======== INFORMATION GIVEN ========

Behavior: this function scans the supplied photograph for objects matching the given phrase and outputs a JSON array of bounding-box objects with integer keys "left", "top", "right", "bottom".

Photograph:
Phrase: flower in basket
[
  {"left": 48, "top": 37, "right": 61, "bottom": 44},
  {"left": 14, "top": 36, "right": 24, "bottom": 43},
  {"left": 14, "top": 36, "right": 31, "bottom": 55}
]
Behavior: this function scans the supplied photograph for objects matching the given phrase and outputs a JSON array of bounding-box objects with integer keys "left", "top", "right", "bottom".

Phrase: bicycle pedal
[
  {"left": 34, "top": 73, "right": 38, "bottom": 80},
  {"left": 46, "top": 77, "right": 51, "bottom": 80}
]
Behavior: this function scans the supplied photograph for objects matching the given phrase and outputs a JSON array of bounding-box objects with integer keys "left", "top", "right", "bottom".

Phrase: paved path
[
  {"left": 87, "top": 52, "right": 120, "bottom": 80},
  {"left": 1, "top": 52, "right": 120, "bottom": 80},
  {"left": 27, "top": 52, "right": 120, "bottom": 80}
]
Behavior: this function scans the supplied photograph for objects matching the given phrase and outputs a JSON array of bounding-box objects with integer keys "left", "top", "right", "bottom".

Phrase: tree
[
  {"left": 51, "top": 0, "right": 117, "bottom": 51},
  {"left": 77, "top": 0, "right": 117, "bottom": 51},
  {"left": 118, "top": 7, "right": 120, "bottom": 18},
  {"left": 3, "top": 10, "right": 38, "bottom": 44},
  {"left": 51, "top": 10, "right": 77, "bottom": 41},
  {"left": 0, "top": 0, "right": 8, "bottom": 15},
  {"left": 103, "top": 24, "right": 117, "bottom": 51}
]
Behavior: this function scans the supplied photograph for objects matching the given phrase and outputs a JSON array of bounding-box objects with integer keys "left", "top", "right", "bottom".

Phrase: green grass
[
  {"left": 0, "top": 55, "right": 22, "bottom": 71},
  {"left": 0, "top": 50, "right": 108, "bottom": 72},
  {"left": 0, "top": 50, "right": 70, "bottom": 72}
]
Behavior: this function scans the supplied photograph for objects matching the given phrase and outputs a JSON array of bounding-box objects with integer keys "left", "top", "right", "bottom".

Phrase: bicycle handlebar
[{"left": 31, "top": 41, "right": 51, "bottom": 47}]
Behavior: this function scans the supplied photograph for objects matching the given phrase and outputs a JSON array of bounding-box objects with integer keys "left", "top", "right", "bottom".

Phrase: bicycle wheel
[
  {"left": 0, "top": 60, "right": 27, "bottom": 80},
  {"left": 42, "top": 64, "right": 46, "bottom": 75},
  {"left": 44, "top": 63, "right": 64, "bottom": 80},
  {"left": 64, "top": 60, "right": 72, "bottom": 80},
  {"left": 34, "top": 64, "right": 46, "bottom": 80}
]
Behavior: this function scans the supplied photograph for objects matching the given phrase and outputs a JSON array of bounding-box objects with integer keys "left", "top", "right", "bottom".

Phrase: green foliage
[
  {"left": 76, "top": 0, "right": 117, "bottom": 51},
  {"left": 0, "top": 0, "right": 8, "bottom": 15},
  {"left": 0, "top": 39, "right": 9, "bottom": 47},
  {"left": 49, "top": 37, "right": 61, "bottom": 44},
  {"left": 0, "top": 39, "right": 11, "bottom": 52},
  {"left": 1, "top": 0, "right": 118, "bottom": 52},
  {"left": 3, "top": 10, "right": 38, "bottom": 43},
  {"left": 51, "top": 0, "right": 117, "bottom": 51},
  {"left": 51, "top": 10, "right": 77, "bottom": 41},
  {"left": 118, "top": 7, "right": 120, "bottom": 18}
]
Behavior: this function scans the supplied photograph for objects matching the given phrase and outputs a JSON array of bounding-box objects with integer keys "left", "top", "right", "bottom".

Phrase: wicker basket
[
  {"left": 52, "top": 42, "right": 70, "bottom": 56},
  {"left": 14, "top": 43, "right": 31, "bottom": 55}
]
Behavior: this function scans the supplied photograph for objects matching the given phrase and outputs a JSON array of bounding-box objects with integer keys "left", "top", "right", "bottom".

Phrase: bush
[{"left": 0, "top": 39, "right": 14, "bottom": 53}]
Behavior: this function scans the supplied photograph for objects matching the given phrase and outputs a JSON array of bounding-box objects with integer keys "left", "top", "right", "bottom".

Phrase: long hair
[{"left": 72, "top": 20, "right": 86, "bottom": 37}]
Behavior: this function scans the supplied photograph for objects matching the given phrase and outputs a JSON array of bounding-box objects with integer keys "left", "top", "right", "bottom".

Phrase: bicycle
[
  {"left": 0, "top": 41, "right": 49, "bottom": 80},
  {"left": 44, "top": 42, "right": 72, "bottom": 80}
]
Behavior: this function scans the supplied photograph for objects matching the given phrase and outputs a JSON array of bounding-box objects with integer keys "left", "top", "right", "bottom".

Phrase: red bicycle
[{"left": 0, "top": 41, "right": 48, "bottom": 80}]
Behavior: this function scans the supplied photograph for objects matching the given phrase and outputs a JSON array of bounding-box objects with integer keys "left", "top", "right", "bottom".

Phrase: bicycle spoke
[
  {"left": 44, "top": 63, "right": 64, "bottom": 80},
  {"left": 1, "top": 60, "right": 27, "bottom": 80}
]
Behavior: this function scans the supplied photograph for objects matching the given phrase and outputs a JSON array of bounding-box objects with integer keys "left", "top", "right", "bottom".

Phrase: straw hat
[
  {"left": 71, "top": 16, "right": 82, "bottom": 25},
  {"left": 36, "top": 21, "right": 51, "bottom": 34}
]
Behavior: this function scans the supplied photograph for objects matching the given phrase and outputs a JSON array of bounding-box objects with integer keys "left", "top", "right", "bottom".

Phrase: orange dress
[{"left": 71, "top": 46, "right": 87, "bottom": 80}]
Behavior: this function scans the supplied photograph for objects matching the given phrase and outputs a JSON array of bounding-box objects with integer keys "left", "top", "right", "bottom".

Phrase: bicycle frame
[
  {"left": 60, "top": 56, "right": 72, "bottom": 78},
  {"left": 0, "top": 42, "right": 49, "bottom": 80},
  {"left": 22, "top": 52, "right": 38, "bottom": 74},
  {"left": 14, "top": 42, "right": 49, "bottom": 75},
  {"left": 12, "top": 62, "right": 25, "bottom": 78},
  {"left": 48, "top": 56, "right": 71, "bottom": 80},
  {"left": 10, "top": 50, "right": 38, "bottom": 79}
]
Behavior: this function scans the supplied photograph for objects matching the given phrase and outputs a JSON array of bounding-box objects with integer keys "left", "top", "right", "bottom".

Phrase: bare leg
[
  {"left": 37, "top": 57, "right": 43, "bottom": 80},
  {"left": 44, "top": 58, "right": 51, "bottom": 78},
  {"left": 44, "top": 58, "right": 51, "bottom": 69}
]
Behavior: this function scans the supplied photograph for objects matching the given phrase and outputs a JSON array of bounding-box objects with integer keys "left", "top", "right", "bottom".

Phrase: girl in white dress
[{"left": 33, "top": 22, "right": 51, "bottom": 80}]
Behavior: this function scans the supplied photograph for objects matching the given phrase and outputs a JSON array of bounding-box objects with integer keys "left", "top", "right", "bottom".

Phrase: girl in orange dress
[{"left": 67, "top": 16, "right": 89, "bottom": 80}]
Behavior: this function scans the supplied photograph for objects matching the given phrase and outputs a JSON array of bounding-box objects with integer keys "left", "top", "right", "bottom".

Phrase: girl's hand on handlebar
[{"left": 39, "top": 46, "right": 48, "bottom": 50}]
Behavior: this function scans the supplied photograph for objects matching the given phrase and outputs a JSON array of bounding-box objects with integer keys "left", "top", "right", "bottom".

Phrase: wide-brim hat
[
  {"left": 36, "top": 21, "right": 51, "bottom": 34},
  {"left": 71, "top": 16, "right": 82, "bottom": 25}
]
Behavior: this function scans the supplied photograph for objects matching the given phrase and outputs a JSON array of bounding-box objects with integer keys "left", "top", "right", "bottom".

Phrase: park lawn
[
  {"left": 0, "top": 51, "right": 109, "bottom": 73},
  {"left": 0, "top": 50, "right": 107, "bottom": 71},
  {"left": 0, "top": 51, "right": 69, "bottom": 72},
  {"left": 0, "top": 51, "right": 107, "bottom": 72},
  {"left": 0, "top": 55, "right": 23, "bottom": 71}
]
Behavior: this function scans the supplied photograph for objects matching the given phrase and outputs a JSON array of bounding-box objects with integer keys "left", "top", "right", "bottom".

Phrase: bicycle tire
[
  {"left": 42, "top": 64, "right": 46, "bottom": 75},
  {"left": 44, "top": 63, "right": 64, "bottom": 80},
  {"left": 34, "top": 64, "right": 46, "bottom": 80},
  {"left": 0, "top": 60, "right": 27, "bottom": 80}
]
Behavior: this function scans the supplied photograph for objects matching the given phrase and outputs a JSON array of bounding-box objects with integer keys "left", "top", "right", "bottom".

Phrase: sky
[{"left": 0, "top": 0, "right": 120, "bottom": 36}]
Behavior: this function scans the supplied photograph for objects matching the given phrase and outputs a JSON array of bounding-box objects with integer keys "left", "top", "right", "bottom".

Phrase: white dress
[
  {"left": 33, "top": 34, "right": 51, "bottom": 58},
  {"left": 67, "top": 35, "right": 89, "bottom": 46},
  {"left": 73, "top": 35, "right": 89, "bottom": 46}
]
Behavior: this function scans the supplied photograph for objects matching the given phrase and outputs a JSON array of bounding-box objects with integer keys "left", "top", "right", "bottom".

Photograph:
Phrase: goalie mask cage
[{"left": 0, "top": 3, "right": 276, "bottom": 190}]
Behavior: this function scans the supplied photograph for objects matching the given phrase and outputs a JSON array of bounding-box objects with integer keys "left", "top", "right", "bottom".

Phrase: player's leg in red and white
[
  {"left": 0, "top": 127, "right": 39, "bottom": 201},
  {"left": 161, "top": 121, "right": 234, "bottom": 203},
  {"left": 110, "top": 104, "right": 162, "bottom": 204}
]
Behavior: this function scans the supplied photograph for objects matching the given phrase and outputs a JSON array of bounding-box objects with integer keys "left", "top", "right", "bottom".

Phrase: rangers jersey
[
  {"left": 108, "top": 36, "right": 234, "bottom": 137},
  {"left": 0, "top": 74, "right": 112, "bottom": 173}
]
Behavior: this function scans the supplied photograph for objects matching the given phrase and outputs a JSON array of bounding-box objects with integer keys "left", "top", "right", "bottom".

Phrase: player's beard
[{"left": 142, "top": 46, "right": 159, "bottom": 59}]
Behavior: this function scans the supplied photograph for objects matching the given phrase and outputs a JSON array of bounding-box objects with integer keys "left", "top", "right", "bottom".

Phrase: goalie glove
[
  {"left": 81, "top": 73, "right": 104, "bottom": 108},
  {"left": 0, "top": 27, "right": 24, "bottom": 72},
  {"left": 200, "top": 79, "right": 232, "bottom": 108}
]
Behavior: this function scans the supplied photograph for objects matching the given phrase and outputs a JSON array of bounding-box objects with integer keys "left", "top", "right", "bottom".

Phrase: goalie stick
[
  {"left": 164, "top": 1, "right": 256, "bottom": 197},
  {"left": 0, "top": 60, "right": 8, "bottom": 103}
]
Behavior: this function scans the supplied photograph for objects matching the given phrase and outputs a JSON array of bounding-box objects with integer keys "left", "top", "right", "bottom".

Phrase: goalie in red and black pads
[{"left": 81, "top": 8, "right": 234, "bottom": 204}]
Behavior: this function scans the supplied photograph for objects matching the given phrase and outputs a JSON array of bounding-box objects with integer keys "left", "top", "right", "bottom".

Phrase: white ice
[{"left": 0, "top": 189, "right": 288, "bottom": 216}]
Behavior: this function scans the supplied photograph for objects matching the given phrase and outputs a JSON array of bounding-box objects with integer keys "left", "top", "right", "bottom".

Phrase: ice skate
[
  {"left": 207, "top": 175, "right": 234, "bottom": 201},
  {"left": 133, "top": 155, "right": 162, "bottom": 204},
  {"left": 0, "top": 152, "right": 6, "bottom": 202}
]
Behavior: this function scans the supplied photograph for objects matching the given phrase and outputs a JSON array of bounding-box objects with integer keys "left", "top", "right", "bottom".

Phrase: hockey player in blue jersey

========
======== INFORMATION GIVEN ========

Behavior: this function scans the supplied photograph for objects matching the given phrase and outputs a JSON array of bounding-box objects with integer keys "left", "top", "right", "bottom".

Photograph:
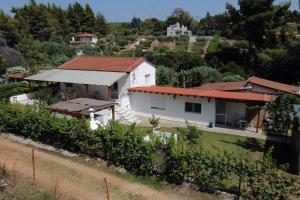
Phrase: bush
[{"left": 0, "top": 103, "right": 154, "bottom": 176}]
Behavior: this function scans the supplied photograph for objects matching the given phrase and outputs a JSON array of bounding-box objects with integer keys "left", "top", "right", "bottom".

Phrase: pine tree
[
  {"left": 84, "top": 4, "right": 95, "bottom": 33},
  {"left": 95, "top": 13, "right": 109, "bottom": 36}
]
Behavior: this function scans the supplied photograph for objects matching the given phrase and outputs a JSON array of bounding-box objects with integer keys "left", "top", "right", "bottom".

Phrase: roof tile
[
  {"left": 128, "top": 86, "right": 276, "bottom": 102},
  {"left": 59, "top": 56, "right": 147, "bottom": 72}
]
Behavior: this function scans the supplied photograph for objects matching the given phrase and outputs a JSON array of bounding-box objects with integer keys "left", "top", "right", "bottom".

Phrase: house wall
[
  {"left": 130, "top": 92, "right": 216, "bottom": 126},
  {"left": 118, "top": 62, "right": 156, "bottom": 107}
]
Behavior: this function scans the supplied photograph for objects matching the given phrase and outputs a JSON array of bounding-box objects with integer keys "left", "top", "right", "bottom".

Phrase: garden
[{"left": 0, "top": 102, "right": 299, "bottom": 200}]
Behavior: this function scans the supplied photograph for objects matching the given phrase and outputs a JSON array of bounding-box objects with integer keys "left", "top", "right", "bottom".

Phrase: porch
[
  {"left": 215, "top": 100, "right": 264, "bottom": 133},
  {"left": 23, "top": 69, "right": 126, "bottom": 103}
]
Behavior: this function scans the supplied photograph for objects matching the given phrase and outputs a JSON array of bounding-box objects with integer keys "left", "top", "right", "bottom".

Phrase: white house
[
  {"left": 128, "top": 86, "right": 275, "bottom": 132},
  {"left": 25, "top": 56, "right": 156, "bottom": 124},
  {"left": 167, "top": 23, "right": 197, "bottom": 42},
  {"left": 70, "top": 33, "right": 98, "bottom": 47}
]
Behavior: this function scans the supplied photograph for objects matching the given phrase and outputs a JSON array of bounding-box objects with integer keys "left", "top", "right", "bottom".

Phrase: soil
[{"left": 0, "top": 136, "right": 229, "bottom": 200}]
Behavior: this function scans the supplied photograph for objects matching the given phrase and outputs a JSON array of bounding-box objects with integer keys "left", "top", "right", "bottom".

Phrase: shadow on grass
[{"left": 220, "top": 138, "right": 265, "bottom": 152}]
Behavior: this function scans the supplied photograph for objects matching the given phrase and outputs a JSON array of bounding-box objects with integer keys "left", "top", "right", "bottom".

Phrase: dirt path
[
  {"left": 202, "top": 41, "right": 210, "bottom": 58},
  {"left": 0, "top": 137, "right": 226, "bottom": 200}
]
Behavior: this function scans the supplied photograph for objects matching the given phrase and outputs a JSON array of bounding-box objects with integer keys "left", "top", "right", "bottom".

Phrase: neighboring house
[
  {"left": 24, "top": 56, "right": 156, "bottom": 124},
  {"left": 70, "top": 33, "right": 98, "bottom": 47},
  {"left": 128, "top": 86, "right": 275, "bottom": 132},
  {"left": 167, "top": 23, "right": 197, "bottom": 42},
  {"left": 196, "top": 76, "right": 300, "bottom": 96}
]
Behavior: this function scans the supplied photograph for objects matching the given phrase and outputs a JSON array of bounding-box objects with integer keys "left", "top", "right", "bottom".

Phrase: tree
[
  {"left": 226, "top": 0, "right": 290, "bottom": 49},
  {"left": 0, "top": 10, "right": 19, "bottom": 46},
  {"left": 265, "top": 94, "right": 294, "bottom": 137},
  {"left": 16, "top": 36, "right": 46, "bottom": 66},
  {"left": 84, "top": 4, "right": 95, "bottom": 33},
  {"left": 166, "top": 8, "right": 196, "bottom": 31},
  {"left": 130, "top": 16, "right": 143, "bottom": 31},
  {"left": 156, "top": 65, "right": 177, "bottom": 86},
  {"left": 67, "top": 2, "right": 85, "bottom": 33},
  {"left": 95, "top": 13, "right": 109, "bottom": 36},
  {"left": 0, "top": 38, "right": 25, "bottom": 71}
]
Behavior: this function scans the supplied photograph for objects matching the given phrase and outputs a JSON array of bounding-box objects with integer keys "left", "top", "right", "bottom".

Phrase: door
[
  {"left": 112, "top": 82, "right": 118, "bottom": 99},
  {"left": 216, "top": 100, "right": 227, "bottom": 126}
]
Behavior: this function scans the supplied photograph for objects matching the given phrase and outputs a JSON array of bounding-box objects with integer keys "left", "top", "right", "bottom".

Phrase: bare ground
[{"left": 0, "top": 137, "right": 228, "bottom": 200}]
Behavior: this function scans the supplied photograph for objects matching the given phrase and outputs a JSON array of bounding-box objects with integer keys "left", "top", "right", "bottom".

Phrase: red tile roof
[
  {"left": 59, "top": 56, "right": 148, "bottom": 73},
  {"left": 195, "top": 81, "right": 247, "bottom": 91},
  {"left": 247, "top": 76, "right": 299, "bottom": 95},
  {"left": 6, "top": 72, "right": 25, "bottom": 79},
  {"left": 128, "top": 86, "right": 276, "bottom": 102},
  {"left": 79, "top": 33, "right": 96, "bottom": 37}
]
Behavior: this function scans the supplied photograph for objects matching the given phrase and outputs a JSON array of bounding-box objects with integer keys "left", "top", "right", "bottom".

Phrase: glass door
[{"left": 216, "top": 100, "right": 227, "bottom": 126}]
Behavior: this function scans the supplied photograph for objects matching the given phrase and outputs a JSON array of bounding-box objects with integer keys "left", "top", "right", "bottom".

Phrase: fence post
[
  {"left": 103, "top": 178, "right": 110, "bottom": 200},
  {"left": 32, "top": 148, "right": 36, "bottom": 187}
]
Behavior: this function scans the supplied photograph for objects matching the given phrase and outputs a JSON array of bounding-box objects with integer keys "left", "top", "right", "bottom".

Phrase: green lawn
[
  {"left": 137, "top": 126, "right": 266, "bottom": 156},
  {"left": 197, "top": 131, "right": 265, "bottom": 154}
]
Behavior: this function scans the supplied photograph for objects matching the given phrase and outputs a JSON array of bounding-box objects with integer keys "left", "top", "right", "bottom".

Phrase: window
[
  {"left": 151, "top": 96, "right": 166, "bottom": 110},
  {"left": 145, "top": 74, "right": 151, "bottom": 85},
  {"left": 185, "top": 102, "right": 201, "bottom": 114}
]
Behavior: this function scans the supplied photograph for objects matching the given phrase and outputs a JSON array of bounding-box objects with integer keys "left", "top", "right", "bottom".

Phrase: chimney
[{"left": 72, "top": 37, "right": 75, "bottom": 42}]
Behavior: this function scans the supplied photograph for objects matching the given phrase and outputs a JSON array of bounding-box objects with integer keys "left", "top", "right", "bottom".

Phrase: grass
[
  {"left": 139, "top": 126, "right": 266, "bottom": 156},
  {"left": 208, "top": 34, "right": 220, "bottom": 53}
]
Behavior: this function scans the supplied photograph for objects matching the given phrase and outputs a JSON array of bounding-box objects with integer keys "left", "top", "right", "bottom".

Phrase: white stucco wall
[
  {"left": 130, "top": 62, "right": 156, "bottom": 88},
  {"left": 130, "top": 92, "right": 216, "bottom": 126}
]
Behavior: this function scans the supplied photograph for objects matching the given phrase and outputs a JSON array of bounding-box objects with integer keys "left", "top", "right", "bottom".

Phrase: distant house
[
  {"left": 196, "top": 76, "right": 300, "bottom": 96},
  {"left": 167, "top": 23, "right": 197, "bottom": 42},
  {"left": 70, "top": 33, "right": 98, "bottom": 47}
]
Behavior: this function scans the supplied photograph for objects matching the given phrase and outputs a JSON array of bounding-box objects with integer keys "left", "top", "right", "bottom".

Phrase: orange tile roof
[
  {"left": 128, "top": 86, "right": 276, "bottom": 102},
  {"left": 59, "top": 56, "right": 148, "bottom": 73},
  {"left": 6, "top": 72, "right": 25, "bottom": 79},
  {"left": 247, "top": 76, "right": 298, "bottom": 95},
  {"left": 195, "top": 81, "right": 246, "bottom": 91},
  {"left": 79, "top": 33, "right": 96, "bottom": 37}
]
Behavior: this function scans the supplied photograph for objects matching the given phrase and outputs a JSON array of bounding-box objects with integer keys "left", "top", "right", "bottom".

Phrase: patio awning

========
======== INFORMATION GIVEN ========

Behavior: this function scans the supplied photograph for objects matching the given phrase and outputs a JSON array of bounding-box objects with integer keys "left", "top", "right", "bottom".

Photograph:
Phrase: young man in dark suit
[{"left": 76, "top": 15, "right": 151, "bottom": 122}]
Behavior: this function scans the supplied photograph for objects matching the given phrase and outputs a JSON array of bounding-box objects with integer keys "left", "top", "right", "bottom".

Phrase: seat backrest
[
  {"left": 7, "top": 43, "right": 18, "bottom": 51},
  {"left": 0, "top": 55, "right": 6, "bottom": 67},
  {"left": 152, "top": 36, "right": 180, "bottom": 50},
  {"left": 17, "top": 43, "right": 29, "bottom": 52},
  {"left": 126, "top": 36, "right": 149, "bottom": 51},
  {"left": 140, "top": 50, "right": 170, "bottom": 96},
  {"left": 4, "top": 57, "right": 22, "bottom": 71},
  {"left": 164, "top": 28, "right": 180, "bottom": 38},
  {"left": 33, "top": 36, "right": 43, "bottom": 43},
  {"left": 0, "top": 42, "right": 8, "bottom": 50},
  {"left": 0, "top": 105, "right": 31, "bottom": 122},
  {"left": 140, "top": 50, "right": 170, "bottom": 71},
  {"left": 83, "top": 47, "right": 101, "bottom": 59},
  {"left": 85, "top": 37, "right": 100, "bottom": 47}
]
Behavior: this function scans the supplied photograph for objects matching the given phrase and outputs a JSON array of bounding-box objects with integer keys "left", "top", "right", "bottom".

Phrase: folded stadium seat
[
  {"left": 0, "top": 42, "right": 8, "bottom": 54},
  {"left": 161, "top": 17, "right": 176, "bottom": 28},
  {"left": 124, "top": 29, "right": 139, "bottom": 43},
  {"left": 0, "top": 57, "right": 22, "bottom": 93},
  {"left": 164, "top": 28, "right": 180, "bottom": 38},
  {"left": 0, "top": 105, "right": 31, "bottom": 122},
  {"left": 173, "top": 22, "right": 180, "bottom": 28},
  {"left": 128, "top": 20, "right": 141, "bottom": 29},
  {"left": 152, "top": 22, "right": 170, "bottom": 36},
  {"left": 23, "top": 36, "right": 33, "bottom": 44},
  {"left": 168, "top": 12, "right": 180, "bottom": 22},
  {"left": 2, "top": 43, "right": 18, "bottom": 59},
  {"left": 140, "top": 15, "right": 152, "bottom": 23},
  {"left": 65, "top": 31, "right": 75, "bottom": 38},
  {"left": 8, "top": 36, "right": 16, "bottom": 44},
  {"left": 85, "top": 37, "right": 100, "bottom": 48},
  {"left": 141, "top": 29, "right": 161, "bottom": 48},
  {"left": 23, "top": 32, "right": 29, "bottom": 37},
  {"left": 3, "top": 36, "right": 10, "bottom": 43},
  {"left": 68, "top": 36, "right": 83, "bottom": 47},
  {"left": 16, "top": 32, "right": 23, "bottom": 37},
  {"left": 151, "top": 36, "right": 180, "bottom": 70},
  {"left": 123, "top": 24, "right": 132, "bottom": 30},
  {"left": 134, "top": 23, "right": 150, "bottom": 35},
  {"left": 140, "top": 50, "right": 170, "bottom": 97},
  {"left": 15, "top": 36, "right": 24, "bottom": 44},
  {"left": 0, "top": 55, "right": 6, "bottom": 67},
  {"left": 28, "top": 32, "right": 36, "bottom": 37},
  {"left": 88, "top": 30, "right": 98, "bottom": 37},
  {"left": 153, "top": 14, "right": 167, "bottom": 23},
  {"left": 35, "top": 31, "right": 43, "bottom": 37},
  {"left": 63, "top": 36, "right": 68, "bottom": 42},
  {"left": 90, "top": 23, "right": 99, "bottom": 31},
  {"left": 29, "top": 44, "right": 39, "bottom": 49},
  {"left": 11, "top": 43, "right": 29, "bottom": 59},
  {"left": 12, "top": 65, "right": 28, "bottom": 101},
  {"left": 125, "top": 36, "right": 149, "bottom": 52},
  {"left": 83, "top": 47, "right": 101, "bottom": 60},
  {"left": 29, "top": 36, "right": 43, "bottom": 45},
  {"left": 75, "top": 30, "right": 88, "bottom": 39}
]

========

▸ **PROBLEM REQUIREMENTS**: Nothing should appear in the answer except the lines above from the line with "Phrase: white stucco wall" through the line with "Phrase: patio awning", both included, written out exactly.

▸ **REPLY**:
Phrase: white stucco wall
[
  {"left": 130, "top": 62, "right": 156, "bottom": 88},
  {"left": 130, "top": 92, "right": 216, "bottom": 126}
]
Behavior: this function scans the supplied photograph for objects matching the given phrase and outputs a JSON array of bounding-box objects with integer keys "left", "top", "right", "bottom".

Phrase: distant house
[
  {"left": 196, "top": 76, "right": 300, "bottom": 96},
  {"left": 167, "top": 23, "right": 197, "bottom": 42},
  {"left": 70, "top": 33, "right": 98, "bottom": 47}
]
Behavior: this function scans the supplied photograph for objects matching the given phrase and outputs a JSON array of bounding-box objects with integer keys "left", "top", "right", "bottom".

Phrase: orange tile roof
[
  {"left": 128, "top": 86, "right": 276, "bottom": 102},
  {"left": 59, "top": 56, "right": 148, "bottom": 73},
  {"left": 6, "top": 72, "right": 25, "bottom": 79},
  {"left": 247, "top": 76, "right": 298, "bottom": 95},
  {"left": 195, "top": 81, "right": 246, "bottom": 91},
  {"left": 79, "top": 33, "right": 96, "bottom": 37}
]
Behavior: this function scans the supplied photograph for objects matching the given phrase and outputs a JSON array of bounding-box objects with integer keys "left", "top", "right", "bottom".

Phrase: patio awning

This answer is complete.